* _EXERCISE BRIEF_: For this task, copy all of the data below exactly and skip the pictures.

* _DATA SECTION_:

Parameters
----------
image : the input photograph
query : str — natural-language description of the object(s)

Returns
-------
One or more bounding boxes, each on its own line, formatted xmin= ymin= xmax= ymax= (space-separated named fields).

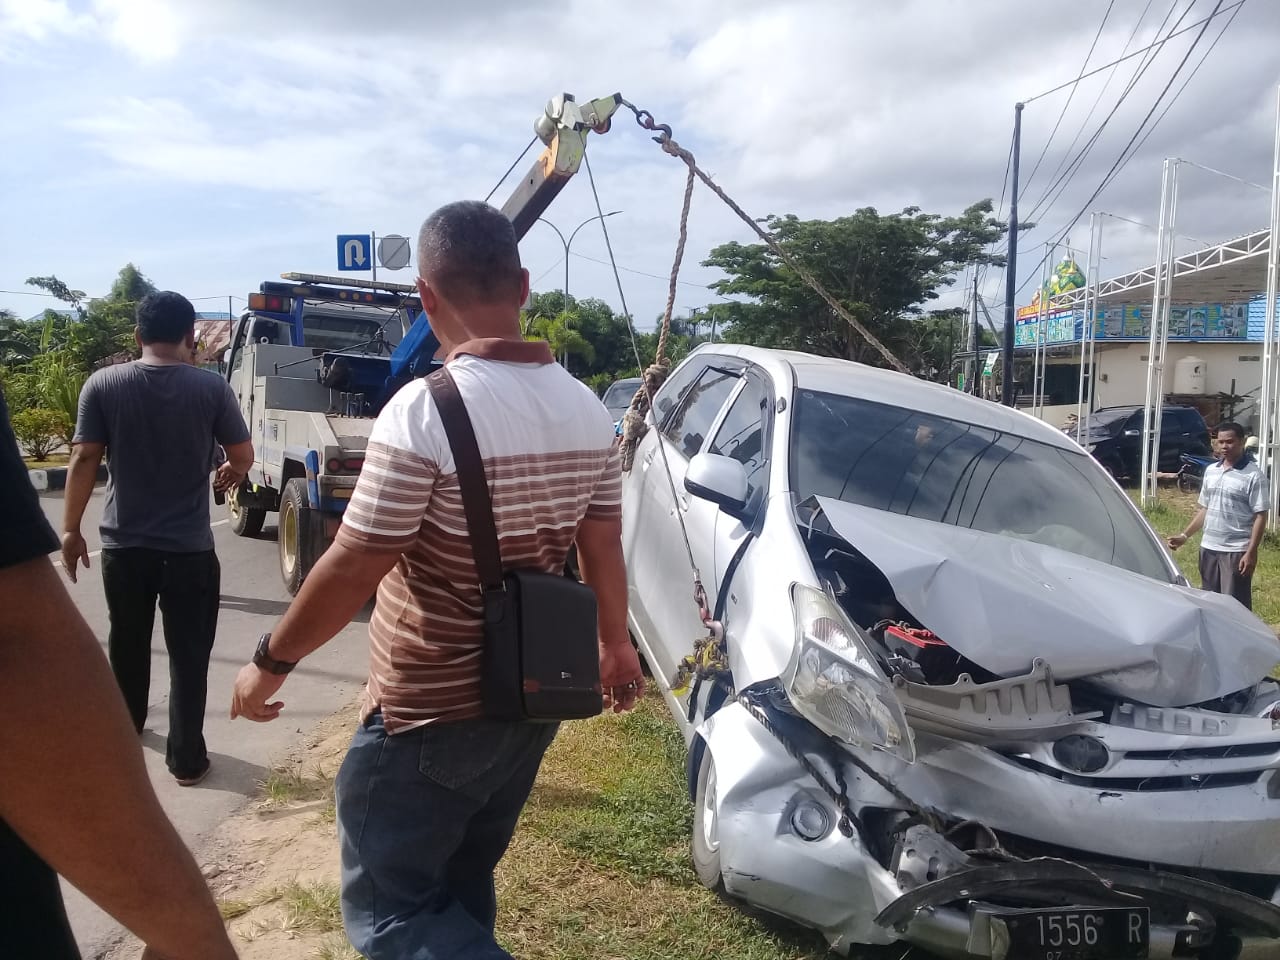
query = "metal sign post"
xmin=1140 ymin=159 xmax=1180 ymax=508
xmin=1261 ymin=87 xmax=1280 ymax=525
xmin=1074 ymin=214 xmax=1099 ymax=445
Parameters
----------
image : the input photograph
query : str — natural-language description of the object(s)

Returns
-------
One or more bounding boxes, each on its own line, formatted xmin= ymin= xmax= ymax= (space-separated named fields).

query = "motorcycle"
xmin=1176 ymin=451 xmax=1215 ymax=493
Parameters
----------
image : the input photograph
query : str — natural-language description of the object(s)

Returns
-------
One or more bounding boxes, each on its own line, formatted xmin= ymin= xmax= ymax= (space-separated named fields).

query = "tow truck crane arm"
xmin=388 ymin=92 xmax=621 ymax=379
xmin=501 ymin=93 xmax=622 ymax=241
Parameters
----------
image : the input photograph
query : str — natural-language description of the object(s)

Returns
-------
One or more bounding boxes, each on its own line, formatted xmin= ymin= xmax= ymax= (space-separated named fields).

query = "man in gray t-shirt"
xmin=61 ymin=291 xmax=253 ymax=785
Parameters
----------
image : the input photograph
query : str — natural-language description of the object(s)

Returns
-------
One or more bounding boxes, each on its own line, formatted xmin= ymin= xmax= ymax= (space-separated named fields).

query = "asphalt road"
xmin=37 ymin=486 xmax=370 ymax=958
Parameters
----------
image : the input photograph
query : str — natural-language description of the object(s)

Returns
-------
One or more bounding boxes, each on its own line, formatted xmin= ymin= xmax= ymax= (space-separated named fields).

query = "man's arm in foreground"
xmin=231 ymin=540 xmax=398 ymax=721
xmin=61 ymin=440 xmax=105 ymax=582
xmin=575 ymin=515 xmax=645 ymax=713
xmin=0 ymin=556 xmax=236 ymax=960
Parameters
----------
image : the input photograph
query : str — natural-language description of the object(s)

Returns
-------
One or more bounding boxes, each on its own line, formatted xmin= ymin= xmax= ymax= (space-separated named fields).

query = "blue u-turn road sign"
xmin=337 ymin=234 xmax=371 ymax=271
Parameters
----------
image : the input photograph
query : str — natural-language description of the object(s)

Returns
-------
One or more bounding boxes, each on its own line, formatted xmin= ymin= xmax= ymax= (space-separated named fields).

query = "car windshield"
xmin=790 ymin=390 xmax=1173 ymax=582
xmin=602 ymin=378 xmax=643 ymax=419
xmin=1080 ymin=408 xmax=1134 ymax=434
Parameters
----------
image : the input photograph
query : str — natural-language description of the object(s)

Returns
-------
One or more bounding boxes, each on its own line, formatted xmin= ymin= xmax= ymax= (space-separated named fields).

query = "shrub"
xmin=11 ymin=407 xmax=69 ymax=461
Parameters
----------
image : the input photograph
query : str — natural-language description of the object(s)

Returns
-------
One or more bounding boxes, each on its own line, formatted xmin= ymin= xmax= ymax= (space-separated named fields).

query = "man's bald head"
xmin=416 ymin=201 xmax=524 ymax=309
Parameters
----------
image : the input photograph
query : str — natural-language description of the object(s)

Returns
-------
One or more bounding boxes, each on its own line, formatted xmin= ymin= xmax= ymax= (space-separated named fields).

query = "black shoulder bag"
xmin=425 ymin=366 xmax=603 ymax=722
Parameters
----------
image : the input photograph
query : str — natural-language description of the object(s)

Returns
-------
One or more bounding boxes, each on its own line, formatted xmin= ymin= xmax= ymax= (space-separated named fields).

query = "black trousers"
xmin=101 ymin=547 xmax=220 ymax=778
xmin=0 ymin=817 xmax=79 ymax=960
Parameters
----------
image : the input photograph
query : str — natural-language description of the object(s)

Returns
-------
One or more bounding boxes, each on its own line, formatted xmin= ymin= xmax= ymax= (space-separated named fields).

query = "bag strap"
xmin=425 ymin=366 xmax=503 ymax=591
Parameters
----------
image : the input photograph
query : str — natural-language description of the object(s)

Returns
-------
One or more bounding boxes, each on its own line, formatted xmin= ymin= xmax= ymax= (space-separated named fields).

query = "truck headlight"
xmin=782 ymin=583 xmax=915 ymax=763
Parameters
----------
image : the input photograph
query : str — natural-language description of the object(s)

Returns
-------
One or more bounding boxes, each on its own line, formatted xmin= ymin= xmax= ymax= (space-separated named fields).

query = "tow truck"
xmin=224 ymin=92 xmax=623 ymax=592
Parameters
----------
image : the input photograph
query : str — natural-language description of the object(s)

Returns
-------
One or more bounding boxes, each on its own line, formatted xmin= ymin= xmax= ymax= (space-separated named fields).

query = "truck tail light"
xmin=325 ymin=457 xmax=365 ymax=473
xmin=248 ymin=293 xmax=293 ymax=312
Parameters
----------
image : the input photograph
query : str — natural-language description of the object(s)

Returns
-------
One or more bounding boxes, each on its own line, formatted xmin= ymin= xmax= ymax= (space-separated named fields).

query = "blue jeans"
xmin=335 ymin=711 xmax=558 ymax=959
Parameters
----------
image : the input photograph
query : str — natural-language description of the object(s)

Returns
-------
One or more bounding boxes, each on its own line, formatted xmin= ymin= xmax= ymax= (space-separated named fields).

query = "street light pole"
xmin=537 ymin=210 xmax=622 ymax=308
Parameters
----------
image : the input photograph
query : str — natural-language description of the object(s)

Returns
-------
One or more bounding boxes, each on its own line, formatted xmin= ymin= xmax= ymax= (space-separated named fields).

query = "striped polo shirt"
xmin=335 ymin=338 xmax=622 ymax=733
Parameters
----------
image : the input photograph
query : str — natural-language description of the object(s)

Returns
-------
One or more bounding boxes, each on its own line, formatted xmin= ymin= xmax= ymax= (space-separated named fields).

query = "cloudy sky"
xmin=1 ymin=0 xmax=1277 ymax=331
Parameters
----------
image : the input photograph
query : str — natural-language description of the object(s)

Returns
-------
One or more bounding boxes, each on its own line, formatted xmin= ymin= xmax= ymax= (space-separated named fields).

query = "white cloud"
xmin=92 ymin=0 xmax=182 ymax=61
xmin=5 ymin=0 xmax=1280 ymax=325
xmin=0 ymin=0 xmax=89 ymax=38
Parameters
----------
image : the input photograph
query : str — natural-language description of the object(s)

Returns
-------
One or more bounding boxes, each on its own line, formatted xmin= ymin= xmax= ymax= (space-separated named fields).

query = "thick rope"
xmin=619 ymin=162 xmax=696 ymax=473
xmin=622 ymin=102 xmax=909 ymax=375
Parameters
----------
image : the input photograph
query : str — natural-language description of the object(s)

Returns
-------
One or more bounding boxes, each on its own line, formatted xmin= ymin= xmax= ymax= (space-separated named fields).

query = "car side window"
xmin=652 ymin=357 xmax=710 ymax=427
xmin=662 ymin=365 xmax=741 ymax=459
xmin=708 ymin=377 xmax=770 ymax=502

* _TASK RESULT_:
Parameters
----------
image : the input photograph
query : str — natural-language description of the object(s)

Returns
-------
One or more bounding boxes, each on its own line, formatted xmin= ymin= xmax= ymax= (space-separated named fields).

query = "metal sign post"
xmin=1140 ymin=159 xmax=1180 ymax=508
xmin=1261 ymin=87 xmax=1280 ymax=525
xmin=1074 ymin=214 xmax=1099 ymax=445
Parameters
----------
image : the input photograph
query : str — natural-language description of the object(s)

Returns
-------
One or more bounding boxes, each on its own line, formatted xmin= ymin= xmax= ymax= (space-separated named fields).

query = "motorcycle"
xmin=1176 ymin=451 xmax=1215 ymax=493
Parameters
----------
image : the input photograph
query : str — natural-language description of the object(s)

Returns
-------
One or more bounding boxes, each on its own line, formatted xmin= ymin= xmax= ymax= (space-separated named fields).

query = "tow truck crane arm"
xmin=388 ymin=92 xmax=621 ymax=379
xmin=501 ymin=93 xmax=622 ymax=241
Parameters
----------
image : the input photograph
query : str — natural-language description of the object(s)

Returns
-------
One or more bounding boxes, each on its own line, formatted xmin= ymin= xmax= ymax= (space-separated named fields).

query = "man in gray t-shirt"
xmin=61 ymin=291 xmax=253 ymax=785
Parameters
----------
image : the input photograph
query : str — natural-language description of the object(s)

Returns
-------
One or more bounding boxes, each on its own line, formatted xmin= ymin= xmax= ymax= (space-separated named fields).

query = "asphalt road"
xmin=37 ymin=486 xmax=370 ymax=958
Parameters
----------
image : the input photograph
query : str — natural-language description of the object(s)

Returns
-------
One or more bounding boxes, each on its own line, formatted xmin= ymin= xmax= ymax= (space-separated named fields).

query = "man's arm in foreground"
xmin=231 ymin=540 xmax=398 ymax=721
xmin=61 ymin=440 xmax=105 ymax=582
xmin=575 ymin=515 xmax=645 ymax=713
xmin=0 ymin=556 xmax=236 ymax=960
Parameters
----------
image : the input photograph
query : str — natural-language description of the object(s)

Returns
-------
One or more bounding boxes, each on its own line, formatted xmin= ymin= xmax= ymax= (space-separated named fields).

query = "blue u-turn road sign"
xmin=337 ymin=234 xmax=371 ymax=271
Parameters
----------
image : the input photograph
query : str — natural-language description of the object(s)

Returns
-------
One or more bounding boxes, each on its own line, formatted xmin= ymin= xmax= ymax= (space-separated named fields).

query = "car windshield"
xmin=790 ymin=390 xmax=1173 ymax=582
xmin=602 ymin=378 xmax=643 ymax=419
xmin=1080 ymin=408 xmax=1134 ymax=434
Parameters
----------
image : the input photograph
query : str — natural-language description of the object(s)

Returns
-------
One or more bounding boxes, each on its own line, formatted xmin= ymin= xmax= ymax= (space-separated named fields).

query = "shrub"
xmin=11 ymin=407 xmax=69 ymax=461
Parameters
----------
image : the input photograph
query : str — natural-language description of the object(s)

Returns
-------
One or more bounding boxes, each on its own line, formatted xmin= ymin= xmax= ymax= (space-separated named fields).

query = "man's bald head"
xmin=416 ymin=201 xmax=524 ymax=309
Parameters
----------
image : the input photograph
query : str — natural-language description of the object(s)

Returns
-------
One or more bounding boxes, each on its own line, formatted xmin= ymin= xmax= ymax= (space-separated named fields).

query = "black shoulder bag"
xmin=425 ymin=366 xmax=603 ymax=722
Parameters
----------
image : the input photograph
query : str — natural-language description of the object(s)

Returns
-------
One or more bounding boxes, each on its own line, formatted xmin= ymin= xmax= ymax= (space-separated named fields).

query = "black trousers"
xmin=101 ymin=547 xmax=220 ymax=778
xmin=0 ymin=817 xmax=79 ymax=960
Parameters
----------
image : the input photograph
query : str — natural-language description of the object(s)

Returns
-------
One or more bounding boxes, each on its own line, formatted xmin= ymin= xmax= ymax= (space-separated named fields).

query = "bag strap"
xmin=425 ymin=366 xmax=503 ymax=591
Parameters
----------
image : the input photograph
query : str — natural-language description of the object(s)

Returns
-------
One or more bounding boxes, each on its own line, formatted xmin= ymin= xmax= ymax= (space-separated named fields).

query = "truck headlight"
xmin=782 ymin=583 xmax=915 ymax=763
Parameters
----------
image : the input photograph
query : str — natural-language description of the object(s)

Returns
-------
One or more bounding boxes, each on its own line, formatted xmin= ymin= xmax= ymax= (space-separated named fields).

query = "tow truck"
xmin=224 ymin=92 xmax=623 ymax=592
Parameters
----------
image : the input photograph
query : str — natural-language description of the object(s)

Returns
-------
One or more bounding boxes, each on its own line, formatted xmin= ymin= xmax= ymax= (space-separated named fields).

query = "truck tail light"
xmin=325 ymin=457 xmax=365 ymax=473
xmin=248 ymin=293 xmax=293 ymax=312
Parameters
----------
image : the input photograph
query : str — natural-language description of the object(s)

Returns
-------
One or more bounding boxes, each on its own line, formatted xmin= ymin= xmax= ymax= (space-separated named fields).

query = "blue jeans"
xmin=335 ymin=711 xmax=558 ymax=959
Parameters
----------
image : the input photograph
query : str — natural-language description of the object(s)

Returns
-------
One or more bounding boxes, each on its own line, formatted xmin= ymin= xmax= ymax= (space-separated named fields).

query = "street light pole"
xmin=537 ymin=210 xmax=622 ymax=308
Parameters
----------
image : the input photograph
query : str — natural-language description of the object(s)

Returns
-------
One or more bounding boxes, each on its own line, formatted xmin= ymin= xmax= ymax= (space-separated named fields).

query = "striped polo shirt"
xmin=335 ymin=338 xmax=622 ymax=733
Parameters
----------
image : the input photograph
query : str — natural-language description of the object(s)

Returns
-------
One or more bounding boxes, each on its own line, formatted xmin= ymin= xmax= ymax= (space-separated named fields).

query = "cloudy sky"
xmin=1 ymin=0 xmax=1277 ymax=331
Parameters
----------
image : the input photograph
query : str — natural-language description of the object(s)

Returns
-------
One or more bounding boxes, each on its own line, formatted xmin= ymin= xmax= ymax= (space-separated named fields).

query = "white cloud"
xmin=92 ymin=0 xmax=182 ymax=61
xmin=5 ymin=0 xmax=1280 ymax=325
xmin=0 ymin=0 xmax=89 ymax=38
Parameters
----------
image : the input photograph
query : str — natural-language description of the object(s)

Returns
-------
One or more bounding boxes, each on its own line, formatted xmin= ymin= xmax= ymax= (space-separated named fields).

query = "thick rope"
xmin=619 ymin=162 xmax=696 ymax=473
xmin=622 ymin=102 xmax=909 ymax=375
Parameters
----------
image : the input photograph
query : str — natural-language description of the object(s)

Returns
-------
One or more bounding boxes, each on its own line, formatted xmin= ymin= xmax= ymax= (space-separated named fields).

query = "car side window"
xmin=652 ymin=357 xmax=710 ymax=427
xmin=662 ymin=365 xmax=741 ymax=459
xmin=708 ymin=377 xmax=770 ymax=502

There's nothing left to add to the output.